Strömungen, Wirbel, Kälte So gefährlich ist die Ostsee

Lübeck · Starke Winde machen die Ostsee derzeit für Badende zu gefährlichem Terrain. Mehrere Menschen kamen in diesem Monat bereits in den Wellen ums Leben. Doch auch das Baden in Flüssen und Seen in NRW ist tückisch, so die DLRG.

Strömungen, Wirbel, Kälte: So gefährlich ist die Ostsee
Foto: dpa, reh cul

Blauer Himmel, Sonnenschein, 20 Grad warmes Wasser - am Timmendorfer Strand herrscht scheinbar ideales Badewetter. Doch an vielen Stränden der Ostsee wehen die roten Flaggen über den Wachtürmen der Deutschen Lebensrettungsgesellschaft (DLRG). Auch auf Usedom herrscht Badeverbot. Denn seit Tagen peitscht starker Ostwind das Meer gegen den Strand und macht die See zur gefährlichen Falle. "Bis zum Wochenende soll es so windig bleiben, so lange ist das Baden verboten", sagt ein Rettungsschwimmer der Wachstation Timmendorfer Strand. Michael Kau aus Euskirchen macht dort gerade Urlaub. Er reagiert verständnisvoll: "Meine Jungs können zwar schwimmen, aber bei dem Wind ist das wirklich gefährlich." Andere Badegäste sind weniger einsichtig. "Die Wellen gehen zurück, daher gehen einige wieder ins Wasser", so der Rettungsschwimmer.

Nicht nur das Meer, auch andere Gewässer bergen tückische Gefahren - für den Badenden unsichtbar unter der Wasseroberfläche. Fließende Gewässer wie Rhein und Ruhr seien besonders problematisch und zum Baden ganz und gar nicht geeignet, so Michael Grohe von der DLRG Nordrhein: "Der Rhein ist vergleichbar mit einer Autobahn: Wir haben gewerblichen Schiffsverkehr mit Güterschiffen, die eine hohe Motorleistung haben. Dadurch entstehen Strömungen und Strudel, die noch zwei Kilometer weiter zu spüren sind."

Badeseen und Baggerlöcher seien nicht weniger gefährlich, die Gefahr sei aber eine andere. Steil abfallende Ufer und Pflanzen, die man nicht sehen kann, könnten in Seen zu Unfällen führen, sagt Grohe. In Baggerlöchern gäbe es oft Abbruchkanten. "An der einen Stelle kann man noch stehen, einen Meter weiter ist es plötzlich zu tief dafür." Zudem können in den künstlich angelegten Gewässern zurückgelassene Maschinenteile liegen, die für Badende gefährlich werden. Wer etwas unter der Wasserfläche berührt, mit dem er nicht rechnet, oder wer plötzlich den Boden unter den Füßen verliert, könne schnell in Panik geraten - eine gefährliche Situation, auch in Flüssen.
--*--
Aufgabe
Schreibe aus dem Artikel über die Badegefahren einen Abschnitt wörtlich ab. Fang bei den Worten „Blauer Himmel, Sonnenschein, 20“ an und hör nach „so der Rettungsschwimmer.“ auf. Das Material hat mit dem Artikel nichts zu tun.

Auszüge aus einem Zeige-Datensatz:
--*--
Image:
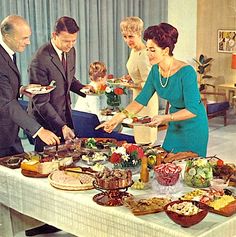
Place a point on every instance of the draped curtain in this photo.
(99, 37)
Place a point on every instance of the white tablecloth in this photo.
(76, 212)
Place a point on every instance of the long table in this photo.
(75, 212)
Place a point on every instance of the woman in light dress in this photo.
(93, 102)
(138, 67)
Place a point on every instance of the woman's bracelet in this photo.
(171, 117)
(125, 112)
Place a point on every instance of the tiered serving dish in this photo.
(111, 197)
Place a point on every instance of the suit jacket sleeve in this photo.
(38, 74)
(10, 108)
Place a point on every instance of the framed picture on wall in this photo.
(226, 41)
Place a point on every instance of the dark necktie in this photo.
(14, 59)
(63, 61)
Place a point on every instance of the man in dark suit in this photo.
(55, 61)
(14, 37)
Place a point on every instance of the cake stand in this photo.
(111, 197)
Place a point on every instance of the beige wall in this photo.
(213, 15)
(183, 15)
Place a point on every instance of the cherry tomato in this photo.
(220, 162)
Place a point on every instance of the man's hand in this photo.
(48, 137)
(67, 132)
(24, 92)
(110, 125)
(91, 88)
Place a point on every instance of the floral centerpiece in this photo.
(126, 156)
(113, 95)
(198, 173)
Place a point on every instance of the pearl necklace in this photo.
(168, 75)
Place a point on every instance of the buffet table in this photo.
(76, 212)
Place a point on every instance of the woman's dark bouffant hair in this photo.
(67, 24)
(164, 35)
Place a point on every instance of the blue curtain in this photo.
(99, 37)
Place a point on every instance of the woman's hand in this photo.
(109, 125)
(157, 120)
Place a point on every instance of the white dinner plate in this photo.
(37, 90)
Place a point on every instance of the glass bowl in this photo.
(187, 219)
(167, 174)
(219, 184)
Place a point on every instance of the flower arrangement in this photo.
(113, 95)
(128, 155)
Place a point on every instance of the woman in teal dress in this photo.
(176, 82)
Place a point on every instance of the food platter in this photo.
(87, 91)
(38, 89)
(142, 205)
(77, 182)
(201, 194)
(12, 162)
(98, 144)
(33, 174)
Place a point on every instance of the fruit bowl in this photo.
(167, 174)
(219, 184)
(186, 213)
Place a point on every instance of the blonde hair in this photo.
(132, 24)
(97, 70)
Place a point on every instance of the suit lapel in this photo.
(56, 61)
(9, 61)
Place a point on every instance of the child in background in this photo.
(94, 102)
(98, 76)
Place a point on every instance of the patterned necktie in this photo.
(63, 61)
(14, 59)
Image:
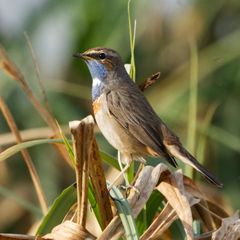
--*--
Lösung
Blauer Himmel, Sonnenschein, 20 Grad warmes Wasser - am Timmendorfer Strand herrscht scheinbar ideales Badewetter. Doch an vielen Stränden der Ostsee wehen die roten Flaggen über den Wachtürmen der Deutschen Lebensrettungsgesellschaft (DLRG). Auch auf Usedom herrscht Badeverbot. Denn seit Tagen peitscht starker Ostwind das Meer gegen den Strand und macht die See zur gefährlichen Falle. "Bis zum Wochenende soll es so windig bleiben, so lange ist das Baden verboten", sagt ein Rettungsschwimmer der Wachstation Timmendorfer Strand. Michael Kau aus Euskirchen macht dort gerade Urlaub. Er reagiert verständnisvoll: "Meine Jungs können zwar schwimmen, aber bei dem Wind ist das wirklich gefährlich." Andere Badegäste sind weniger einsichtig. "Die Wellen gehen zurück, daher gehen einige wieder ins Wasser", so der Rettungsschwimmer.